— Problem description —
Each line of the data below holding the word "light" must be copied.

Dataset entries
*** Block opens ***

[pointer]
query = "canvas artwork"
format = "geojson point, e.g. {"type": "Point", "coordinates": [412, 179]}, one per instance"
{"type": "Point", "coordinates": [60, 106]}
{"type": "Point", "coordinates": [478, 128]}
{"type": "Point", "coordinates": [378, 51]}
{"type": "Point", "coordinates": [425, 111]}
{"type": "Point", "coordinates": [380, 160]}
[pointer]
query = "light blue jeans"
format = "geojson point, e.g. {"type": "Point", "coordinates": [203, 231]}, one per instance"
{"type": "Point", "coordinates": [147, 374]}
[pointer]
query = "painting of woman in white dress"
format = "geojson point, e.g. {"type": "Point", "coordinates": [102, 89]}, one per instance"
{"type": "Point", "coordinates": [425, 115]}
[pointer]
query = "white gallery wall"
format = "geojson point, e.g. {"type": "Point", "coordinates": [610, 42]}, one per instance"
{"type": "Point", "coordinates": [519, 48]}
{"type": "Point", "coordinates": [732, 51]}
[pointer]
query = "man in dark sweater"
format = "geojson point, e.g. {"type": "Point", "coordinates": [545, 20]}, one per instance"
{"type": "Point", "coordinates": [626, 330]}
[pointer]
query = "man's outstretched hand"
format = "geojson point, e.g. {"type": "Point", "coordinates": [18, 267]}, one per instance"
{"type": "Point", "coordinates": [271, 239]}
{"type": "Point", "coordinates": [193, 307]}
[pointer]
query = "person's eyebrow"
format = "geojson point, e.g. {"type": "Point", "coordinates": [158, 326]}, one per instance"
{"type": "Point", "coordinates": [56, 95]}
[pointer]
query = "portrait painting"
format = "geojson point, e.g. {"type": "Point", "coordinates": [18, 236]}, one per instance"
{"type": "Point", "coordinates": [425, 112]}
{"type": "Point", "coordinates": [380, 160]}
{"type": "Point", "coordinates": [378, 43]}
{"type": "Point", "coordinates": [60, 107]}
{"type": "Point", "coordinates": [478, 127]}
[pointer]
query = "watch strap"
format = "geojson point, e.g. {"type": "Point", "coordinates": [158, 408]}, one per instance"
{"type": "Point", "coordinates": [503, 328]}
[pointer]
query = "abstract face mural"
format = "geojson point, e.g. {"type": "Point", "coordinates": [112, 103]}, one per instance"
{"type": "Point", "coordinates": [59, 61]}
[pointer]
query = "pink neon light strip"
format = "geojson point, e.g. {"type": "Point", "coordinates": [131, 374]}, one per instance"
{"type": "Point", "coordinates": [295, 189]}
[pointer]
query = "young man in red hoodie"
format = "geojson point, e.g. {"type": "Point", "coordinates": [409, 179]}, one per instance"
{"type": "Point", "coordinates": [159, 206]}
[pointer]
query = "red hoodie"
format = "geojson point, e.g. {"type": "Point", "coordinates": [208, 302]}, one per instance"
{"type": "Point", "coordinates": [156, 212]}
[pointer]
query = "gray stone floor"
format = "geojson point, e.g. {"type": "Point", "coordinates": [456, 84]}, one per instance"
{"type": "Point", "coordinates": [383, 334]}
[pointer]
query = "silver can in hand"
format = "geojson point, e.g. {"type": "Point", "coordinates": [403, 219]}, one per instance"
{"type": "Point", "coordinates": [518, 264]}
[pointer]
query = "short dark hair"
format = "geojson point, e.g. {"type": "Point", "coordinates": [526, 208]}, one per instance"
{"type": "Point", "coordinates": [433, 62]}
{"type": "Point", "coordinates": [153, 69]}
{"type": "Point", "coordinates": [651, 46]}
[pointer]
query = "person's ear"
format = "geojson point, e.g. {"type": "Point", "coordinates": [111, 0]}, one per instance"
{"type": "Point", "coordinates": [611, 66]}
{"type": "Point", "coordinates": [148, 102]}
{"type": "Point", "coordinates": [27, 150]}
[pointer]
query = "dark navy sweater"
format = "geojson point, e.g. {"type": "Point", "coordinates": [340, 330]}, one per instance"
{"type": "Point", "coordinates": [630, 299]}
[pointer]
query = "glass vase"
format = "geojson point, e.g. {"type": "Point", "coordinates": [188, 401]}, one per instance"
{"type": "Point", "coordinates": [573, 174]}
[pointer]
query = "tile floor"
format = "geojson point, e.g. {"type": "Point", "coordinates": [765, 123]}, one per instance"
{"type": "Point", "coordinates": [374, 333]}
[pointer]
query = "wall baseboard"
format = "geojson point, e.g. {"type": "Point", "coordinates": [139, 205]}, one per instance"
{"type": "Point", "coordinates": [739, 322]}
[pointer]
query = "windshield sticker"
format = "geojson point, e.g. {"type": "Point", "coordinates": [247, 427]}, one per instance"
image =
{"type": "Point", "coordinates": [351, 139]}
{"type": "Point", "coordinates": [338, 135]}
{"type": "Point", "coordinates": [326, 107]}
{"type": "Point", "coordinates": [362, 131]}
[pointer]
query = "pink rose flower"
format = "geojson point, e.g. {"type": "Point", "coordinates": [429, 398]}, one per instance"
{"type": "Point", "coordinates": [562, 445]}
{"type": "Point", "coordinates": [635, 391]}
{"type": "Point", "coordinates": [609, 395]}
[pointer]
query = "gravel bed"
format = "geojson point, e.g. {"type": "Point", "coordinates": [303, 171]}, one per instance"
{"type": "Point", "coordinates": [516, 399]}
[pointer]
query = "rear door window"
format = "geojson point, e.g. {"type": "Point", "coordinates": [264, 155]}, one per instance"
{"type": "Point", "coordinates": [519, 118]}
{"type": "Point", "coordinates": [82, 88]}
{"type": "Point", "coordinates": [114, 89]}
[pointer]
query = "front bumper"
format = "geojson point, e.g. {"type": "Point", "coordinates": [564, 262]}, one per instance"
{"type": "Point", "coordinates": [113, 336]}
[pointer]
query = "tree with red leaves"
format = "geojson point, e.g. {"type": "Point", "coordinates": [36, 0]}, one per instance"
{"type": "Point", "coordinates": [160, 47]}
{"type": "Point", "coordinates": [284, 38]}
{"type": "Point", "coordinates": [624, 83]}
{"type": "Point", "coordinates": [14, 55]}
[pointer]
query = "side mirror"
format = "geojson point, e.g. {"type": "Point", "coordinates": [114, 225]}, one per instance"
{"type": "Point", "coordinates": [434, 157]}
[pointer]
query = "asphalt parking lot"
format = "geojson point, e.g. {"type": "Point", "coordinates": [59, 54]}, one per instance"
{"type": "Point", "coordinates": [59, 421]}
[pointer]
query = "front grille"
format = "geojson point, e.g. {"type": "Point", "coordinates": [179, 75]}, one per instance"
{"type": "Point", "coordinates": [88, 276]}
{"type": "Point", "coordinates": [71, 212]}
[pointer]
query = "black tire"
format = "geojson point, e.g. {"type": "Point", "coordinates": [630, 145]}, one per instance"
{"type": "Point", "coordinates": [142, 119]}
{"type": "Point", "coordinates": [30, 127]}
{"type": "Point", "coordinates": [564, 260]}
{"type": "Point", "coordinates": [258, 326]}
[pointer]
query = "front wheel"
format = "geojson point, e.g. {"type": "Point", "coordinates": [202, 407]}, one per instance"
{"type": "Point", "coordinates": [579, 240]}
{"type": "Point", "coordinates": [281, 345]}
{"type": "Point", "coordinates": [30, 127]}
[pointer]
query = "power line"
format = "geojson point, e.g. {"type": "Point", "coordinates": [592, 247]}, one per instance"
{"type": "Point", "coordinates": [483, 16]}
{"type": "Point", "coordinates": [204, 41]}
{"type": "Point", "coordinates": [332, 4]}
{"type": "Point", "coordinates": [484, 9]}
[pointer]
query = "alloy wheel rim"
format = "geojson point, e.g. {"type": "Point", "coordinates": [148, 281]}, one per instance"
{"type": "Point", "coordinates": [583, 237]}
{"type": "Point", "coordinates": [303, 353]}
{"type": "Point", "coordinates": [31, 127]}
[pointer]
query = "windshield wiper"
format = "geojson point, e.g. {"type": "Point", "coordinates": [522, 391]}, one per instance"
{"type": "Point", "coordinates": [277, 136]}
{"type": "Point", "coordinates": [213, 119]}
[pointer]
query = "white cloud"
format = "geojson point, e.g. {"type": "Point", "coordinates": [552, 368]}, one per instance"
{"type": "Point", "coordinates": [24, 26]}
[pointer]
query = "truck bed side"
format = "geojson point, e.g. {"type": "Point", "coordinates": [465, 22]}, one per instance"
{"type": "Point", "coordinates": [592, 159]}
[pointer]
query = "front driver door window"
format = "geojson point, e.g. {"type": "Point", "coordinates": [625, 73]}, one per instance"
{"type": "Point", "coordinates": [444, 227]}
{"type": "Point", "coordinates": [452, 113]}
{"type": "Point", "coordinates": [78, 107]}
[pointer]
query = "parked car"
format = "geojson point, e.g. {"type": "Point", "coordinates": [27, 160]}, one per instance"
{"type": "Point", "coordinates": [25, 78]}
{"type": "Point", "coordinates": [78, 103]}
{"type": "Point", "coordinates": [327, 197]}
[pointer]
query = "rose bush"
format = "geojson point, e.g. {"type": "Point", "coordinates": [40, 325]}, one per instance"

*** Block closes ***

— Output for this exercise —
query = "light blue jeans"
query = "pink neon light strip"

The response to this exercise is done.